[WHAT YOU SHOULD DO]
Reproduce the material from its start through the line containing "x=402, y=592", swapping "black gutter" for "dark gutter" and leaving everything else unchanged. Leave out the pictures.

[DATA PROVIDED]
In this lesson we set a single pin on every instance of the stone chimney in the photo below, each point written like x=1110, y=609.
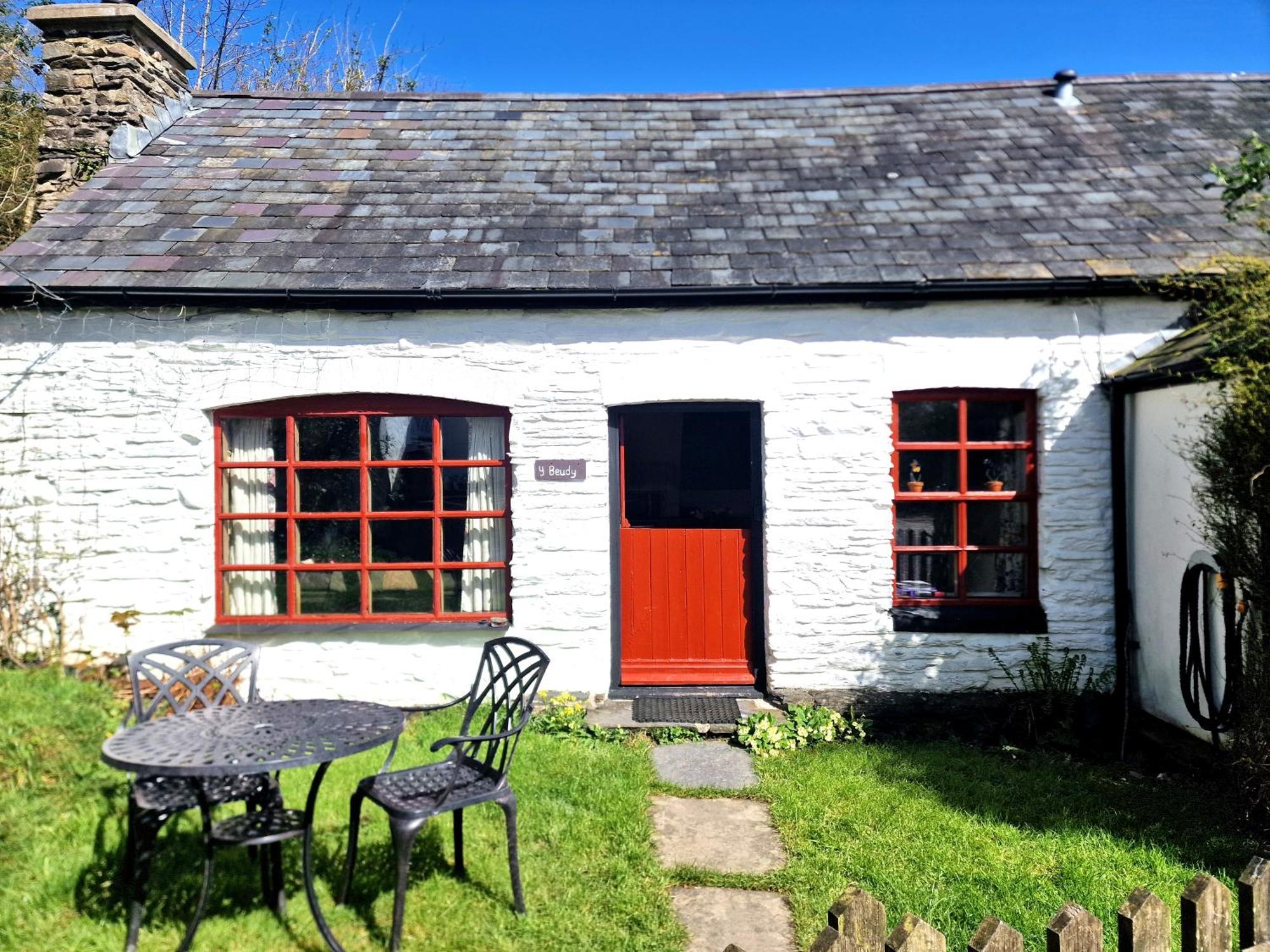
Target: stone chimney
x=114, y=81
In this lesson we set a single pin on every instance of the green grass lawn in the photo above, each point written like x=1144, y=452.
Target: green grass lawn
x=953, y=835
x=591, y=879
x=944, y=831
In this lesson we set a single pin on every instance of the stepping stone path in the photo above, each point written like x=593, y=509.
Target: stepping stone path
x=711, y=765
x=725, y=836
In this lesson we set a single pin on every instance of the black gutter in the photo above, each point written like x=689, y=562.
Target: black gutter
x=1192, y=373
x=1123, y=597
x=434, y=299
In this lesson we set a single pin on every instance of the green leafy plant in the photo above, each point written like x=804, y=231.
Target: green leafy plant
x=559, y=714
x=763, y=736
x=806, y=724
x=1053, y=690
x=1244, y=181
x=565, y=715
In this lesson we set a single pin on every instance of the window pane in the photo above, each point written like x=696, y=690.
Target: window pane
x=925, y=576
x=328, y=437
x=474, y=540
x=330, y=540
x=935, y=469
x=253, y=491
x=996, y=574
x=330, y=593
x=401, y=540
x=328, y=491
x=255, y=593
x=925, y=524
x=473, y=439
x=402, y=489
x=998, y=421
x=928, y=422
x=255, y=543
x=401, y=437
x=998, y=524
x=986, y=469
x=253, y=441
x=476, y=489
x=474, y=591
x=402, y=592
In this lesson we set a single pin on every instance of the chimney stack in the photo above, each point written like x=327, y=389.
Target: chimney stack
x=114, y=81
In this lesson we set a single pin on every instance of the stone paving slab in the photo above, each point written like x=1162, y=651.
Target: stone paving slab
x=756, y=922
x=727, y=836
x=704, y=765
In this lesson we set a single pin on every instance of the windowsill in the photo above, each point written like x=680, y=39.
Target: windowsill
x=991, y=620
x=354, y=629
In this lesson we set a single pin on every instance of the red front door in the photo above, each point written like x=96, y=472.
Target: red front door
x=688, y=544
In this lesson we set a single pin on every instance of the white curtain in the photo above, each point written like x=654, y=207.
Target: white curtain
x=251, y=541
x=485, y=540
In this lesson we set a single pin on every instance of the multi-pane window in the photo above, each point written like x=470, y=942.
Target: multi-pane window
x=361, y=508
x=965, y=466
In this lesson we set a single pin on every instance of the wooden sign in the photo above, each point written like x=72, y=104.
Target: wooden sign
x=561, y=470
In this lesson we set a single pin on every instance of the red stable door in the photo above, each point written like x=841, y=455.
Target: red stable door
x=689, y=538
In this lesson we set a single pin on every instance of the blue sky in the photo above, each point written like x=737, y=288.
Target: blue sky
x=575, y=46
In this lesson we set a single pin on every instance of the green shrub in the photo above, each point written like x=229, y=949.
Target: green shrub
x=1052, y=692
x=561, y=714
x=567, y=717
x=806, y=724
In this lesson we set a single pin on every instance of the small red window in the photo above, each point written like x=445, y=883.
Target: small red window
x=361, y=508
x=965, y=468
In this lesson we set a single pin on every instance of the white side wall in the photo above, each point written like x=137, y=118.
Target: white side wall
x=106, y=444
x=1164, y=536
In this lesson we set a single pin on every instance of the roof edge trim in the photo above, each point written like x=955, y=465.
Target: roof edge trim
x=469, y=299
x=1147, y=78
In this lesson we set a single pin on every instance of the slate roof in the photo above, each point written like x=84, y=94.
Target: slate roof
x=453, y=194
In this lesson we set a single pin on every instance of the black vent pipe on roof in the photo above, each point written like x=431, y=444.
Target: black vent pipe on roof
x=1064, y=83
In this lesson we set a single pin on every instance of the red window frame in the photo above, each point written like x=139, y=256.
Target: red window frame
x=965, y=496
x=363, y=407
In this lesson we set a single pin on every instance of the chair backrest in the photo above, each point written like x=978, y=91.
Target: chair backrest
x=187, y=676
x=507, y=681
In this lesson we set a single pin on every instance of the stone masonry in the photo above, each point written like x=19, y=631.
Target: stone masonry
x=106, y=445
x=106, y=65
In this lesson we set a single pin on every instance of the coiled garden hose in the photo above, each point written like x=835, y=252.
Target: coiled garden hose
x=1196, y=664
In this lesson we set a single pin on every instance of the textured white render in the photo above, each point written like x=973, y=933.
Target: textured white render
x=1164, y=536
x=106, y=446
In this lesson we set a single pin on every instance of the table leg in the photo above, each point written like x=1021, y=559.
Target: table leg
x=209, y=854
x=328, y=936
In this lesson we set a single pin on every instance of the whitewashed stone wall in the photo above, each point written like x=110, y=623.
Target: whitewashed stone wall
x=1164, y=531
x=106, y=447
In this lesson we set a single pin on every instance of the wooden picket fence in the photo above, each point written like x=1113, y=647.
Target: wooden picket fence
x=858, y=923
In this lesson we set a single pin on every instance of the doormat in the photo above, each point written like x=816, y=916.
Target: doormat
x=686, y=710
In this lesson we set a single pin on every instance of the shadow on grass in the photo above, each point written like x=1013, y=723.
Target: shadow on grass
x=1192, y=819
x=176, y=876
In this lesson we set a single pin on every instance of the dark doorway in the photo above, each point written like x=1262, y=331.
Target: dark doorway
x=689, y=538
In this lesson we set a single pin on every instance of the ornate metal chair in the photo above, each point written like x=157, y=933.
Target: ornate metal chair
x=171, y=681
x=476, y=772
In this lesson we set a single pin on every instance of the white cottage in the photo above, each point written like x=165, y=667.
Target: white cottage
x=785, y=393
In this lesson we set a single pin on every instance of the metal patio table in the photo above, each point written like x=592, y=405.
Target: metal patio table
x=258, y=738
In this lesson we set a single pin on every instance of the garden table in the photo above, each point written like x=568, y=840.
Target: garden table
x=257, y=738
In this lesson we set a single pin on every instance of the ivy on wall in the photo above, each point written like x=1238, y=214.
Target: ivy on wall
x=1231, y=455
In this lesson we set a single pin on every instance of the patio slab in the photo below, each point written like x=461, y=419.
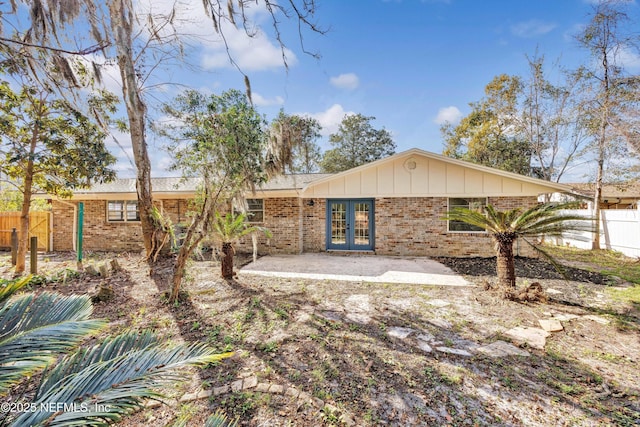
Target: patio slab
x=376, y=269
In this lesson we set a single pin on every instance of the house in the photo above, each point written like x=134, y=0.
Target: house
x=393, y=206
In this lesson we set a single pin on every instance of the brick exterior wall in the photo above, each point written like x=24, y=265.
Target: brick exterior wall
x=413, y=227
x=282, y=217
x=314, y=222
x=98, y=233
x=403, y=226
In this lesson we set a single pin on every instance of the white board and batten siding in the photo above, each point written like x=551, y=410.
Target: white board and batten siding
x=417, y=173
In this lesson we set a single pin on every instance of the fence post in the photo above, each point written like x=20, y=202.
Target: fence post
x=14, y=246
x=79, y=236
x=34, y=255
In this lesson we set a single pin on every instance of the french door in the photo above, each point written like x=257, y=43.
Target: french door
x=350, y=224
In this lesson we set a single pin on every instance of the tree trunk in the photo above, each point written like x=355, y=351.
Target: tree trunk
x=226, y=261
x=23, y=237
x=505, y=265
x=121, y=24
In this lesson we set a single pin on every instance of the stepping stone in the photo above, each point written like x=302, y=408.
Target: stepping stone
x=250, y=382
x=358, y=303
x=550, y=325
x=596, y=319
x=425, y=337
x=457, y=351
x=441, y=323
x=424, y=346
x=359, y=317
x=403, y=304
x=438, y=303
x=533, y=337
x=399, y=332
x=502, y=349
x=330, y=315
x=565, y=317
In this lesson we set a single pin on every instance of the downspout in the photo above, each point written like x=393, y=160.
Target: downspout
x=75, y=221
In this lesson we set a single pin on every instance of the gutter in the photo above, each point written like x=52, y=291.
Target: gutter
x=75, y=221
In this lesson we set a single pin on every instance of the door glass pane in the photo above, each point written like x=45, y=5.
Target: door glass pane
x=361, y=223
x=338, y=223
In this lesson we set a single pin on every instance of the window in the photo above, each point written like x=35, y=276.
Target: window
x=255, y=210
x=476, y=204
x=123, y=211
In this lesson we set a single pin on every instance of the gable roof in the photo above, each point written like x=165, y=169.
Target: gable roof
x=416, y=172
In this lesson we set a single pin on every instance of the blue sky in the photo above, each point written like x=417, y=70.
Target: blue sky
x=410, y=63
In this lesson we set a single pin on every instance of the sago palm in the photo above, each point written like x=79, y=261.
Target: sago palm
x=228, y=230
x=505, y=227
x=92, y=386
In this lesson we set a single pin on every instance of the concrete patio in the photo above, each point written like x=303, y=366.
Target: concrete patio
x=354, y=268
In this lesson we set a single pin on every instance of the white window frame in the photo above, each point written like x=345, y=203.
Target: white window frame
x=252, y=211
x=473, y=229
x=124, y=211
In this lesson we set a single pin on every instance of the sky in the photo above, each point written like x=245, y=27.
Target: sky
x=411, y=64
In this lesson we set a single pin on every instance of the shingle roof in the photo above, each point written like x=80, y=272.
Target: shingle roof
x=189, y=185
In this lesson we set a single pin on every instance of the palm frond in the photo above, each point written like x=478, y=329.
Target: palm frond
x=231, y=228
x=34, y=328
x=112, y=379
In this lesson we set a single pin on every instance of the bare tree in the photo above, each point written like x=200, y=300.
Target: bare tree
x=609, y=88
x=551, y=121
x=52, y=38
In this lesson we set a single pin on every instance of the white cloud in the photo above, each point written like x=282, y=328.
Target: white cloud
x=348, y=81
x=261, y=101
x=250, y=53
x=448, y=115
x=532, y=28
x=330, y=119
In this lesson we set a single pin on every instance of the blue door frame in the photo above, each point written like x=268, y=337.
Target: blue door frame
x=350, y=224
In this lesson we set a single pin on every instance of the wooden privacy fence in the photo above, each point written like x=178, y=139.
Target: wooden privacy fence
x=619, y=230
x=40, y=225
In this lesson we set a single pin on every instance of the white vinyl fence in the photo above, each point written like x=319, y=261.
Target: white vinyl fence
x=619, y=231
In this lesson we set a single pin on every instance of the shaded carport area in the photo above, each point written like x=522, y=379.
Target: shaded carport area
x=353, y=268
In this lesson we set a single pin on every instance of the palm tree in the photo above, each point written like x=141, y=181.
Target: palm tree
x=92, y=386
x=506, y=227
x=228, y=230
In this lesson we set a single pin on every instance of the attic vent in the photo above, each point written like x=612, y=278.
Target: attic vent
x=410, y=164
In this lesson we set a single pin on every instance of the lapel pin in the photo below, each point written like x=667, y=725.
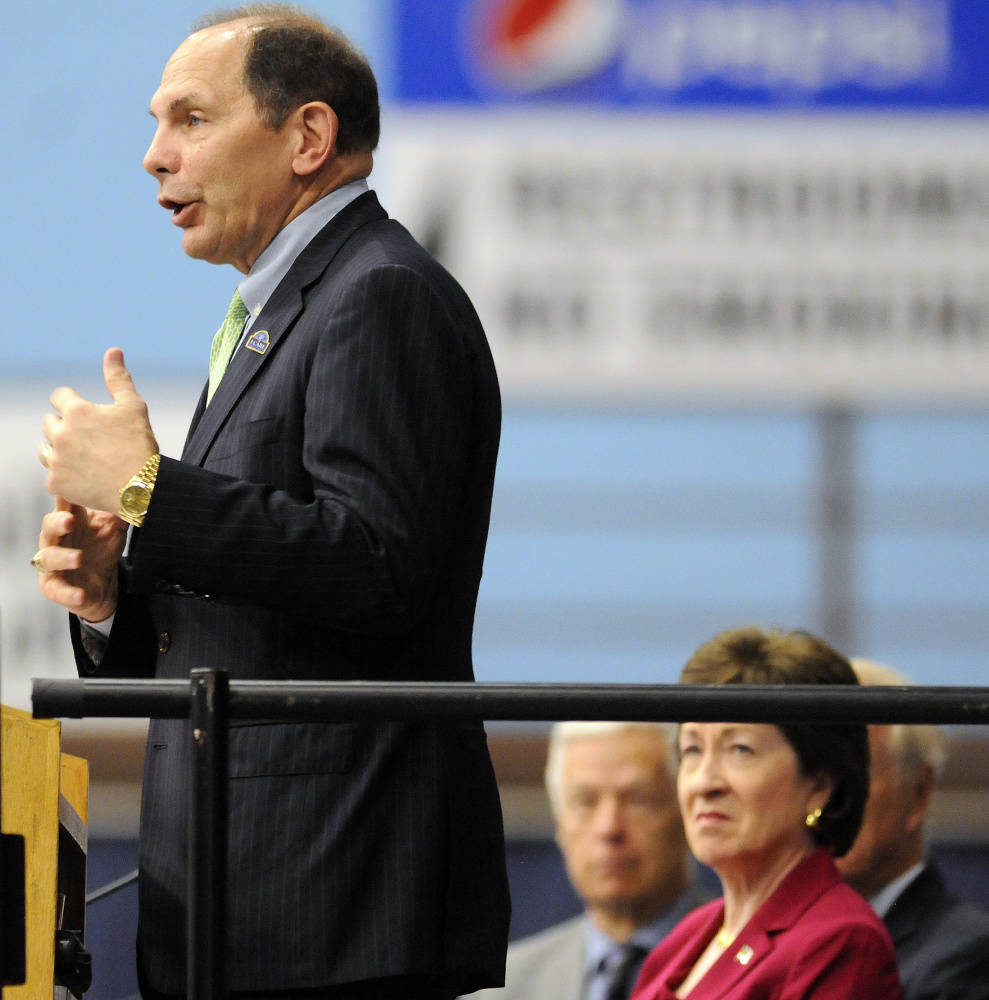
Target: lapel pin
x=258, y=341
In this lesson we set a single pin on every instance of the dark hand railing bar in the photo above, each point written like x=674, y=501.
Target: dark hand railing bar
x=206, y=875
x=327, y=701
x=209, y=701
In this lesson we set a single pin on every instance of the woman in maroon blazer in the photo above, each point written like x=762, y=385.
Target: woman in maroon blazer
x=768, y=807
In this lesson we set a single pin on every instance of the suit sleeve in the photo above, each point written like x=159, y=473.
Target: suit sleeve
x=385, y=448
x=855, y=961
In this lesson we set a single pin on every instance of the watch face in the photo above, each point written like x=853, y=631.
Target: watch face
x=134, y=499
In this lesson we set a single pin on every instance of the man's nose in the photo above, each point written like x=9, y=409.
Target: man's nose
x=608, y=817
x=159, y=159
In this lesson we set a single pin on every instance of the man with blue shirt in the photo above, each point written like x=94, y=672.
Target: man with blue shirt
x=941, y=940
x=327, y=520
x=612, y=787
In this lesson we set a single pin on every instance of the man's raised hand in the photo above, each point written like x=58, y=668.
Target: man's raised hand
x=96, y=448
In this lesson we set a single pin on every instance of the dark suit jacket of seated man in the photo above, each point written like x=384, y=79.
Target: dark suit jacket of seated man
x=327, y=520
x=941, y=941
x=612, y=787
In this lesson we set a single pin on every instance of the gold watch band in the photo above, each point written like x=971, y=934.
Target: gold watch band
x=135, y=496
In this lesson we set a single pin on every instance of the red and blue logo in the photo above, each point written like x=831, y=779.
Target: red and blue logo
x=531, y=45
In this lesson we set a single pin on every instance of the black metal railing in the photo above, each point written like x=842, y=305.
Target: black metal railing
x=210, y=701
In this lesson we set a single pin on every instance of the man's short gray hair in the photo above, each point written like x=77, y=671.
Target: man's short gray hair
x=565, y=733
x=914, y=745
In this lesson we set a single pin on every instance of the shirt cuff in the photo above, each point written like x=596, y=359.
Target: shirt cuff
x=100, y=628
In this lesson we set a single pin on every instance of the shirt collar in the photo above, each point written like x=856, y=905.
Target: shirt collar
x=281, y=253
x=599, y=945
x=885, y=898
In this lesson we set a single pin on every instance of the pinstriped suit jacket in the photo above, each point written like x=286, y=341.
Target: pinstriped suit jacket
x=328, y=521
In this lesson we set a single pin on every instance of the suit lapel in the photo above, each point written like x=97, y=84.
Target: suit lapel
x=791, y=899
x=277, y=317
x=919, y=898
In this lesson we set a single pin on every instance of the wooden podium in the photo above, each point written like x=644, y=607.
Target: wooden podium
x=45, y=797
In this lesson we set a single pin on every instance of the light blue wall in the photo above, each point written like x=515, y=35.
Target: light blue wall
x=619, y=541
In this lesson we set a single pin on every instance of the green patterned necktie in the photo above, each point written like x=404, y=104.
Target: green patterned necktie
x=225, y=341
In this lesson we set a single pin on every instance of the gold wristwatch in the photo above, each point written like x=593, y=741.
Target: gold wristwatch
x=135, y=495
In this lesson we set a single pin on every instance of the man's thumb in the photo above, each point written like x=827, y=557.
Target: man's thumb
x=117, y=378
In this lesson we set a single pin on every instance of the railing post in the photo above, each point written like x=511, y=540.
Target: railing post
x=207, y=868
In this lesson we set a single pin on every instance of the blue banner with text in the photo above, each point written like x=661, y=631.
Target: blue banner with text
x=910, y=55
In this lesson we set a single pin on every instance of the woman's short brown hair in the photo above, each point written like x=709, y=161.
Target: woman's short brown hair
x=752, y=656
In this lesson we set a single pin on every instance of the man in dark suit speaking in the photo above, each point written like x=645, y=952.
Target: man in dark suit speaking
x=327, y=520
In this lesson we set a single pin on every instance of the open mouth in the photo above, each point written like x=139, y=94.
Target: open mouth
x=181, y=210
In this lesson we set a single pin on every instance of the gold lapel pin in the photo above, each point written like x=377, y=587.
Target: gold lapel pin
x=258, y=341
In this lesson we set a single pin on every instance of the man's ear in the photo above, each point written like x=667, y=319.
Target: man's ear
x=316, y=126
x=921, y=788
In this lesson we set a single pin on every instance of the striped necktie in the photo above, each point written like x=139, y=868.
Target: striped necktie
x=625, y=971
x=225, y=341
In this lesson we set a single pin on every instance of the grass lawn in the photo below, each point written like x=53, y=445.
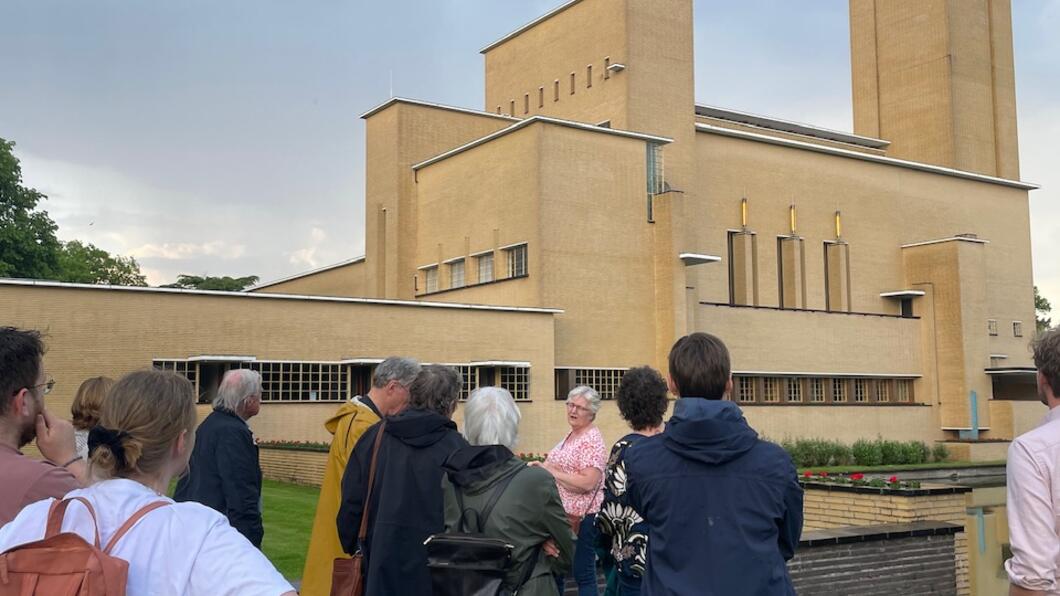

[RESULT OF THE EXERCISE]
In this lesson we set a single pin on every instance of the stone chimney in the photo below, each point written like x=1110, y=609.
Target: stone chimney
x=114, y=81
In this lesson we set a single pin on every instance of the green grass lawn in the photo above, each point written like x=1144, y=452.
Target: green grass lawn
x=953, y=835
x=591, y=879
x=944, y=831
In this lesson we set a single pin on every instance of the stepping stone path in the photo above, each point written like x=593, y=509.
Target: stepping stone path
x=711, y=765
x=725, y=836
In this lesson we set a single pin on every instance of the dark gutter in the photo above, each point written like x=689, y=562.
Target: dark gutter
x=1192, y=373
x=1123, y=597
x=434, y=299
In this lesson we set a single pin on every instance of the green leafy plant in the photo above, each point written like x=804, y=231.
Target: green leafy plant
x=559, y=714
x=763, y=736
x=806, y=724
x=1053, y=690
x=1244, y=181
x=565, y=715
In this lesson we set a single pin on every instance of the window pane in the photo above, each point written like x=696, y=690.
Target: window pane
x=925, y=576
x=328, y=437
x=474, y=540
x=330, y=540
x=935, y=469
x=253, y=491
x=996, y=574
x=330, y=593
x=401, y=540
x=328, y=491
x=255, y=593
x=925, y=524
x=473, y=439
x=402, y=489
x=998, y=421
x=928, y=422
x=255, y=543
x=401, y=437
x=998, y=524
x=986, y=469
x=253, y=441
x=476, y=489
x=474, y=591
x=402, y=592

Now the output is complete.